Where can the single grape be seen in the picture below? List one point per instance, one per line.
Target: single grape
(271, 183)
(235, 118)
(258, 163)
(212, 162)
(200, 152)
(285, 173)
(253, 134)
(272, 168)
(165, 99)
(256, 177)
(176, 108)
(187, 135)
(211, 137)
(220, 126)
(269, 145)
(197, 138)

○ ○ ○ ○

Print the data above again, with nothing altered and nothing left out.

[EXERCISE OUTPUT]
Where can the single grape be seen in the picture below? List one point per instance, one per line.
Target: single grape
(271, 183)
(235, 118)
(258, 163)
(212, 162)
(200, 152)
(285, 173)
(253, 134)
(272, 168)
(165, 99)
(256, 177)
(176, 108)
(187, 135)
(211, 137)
(220, 126)
(269, 145)
(197, 138)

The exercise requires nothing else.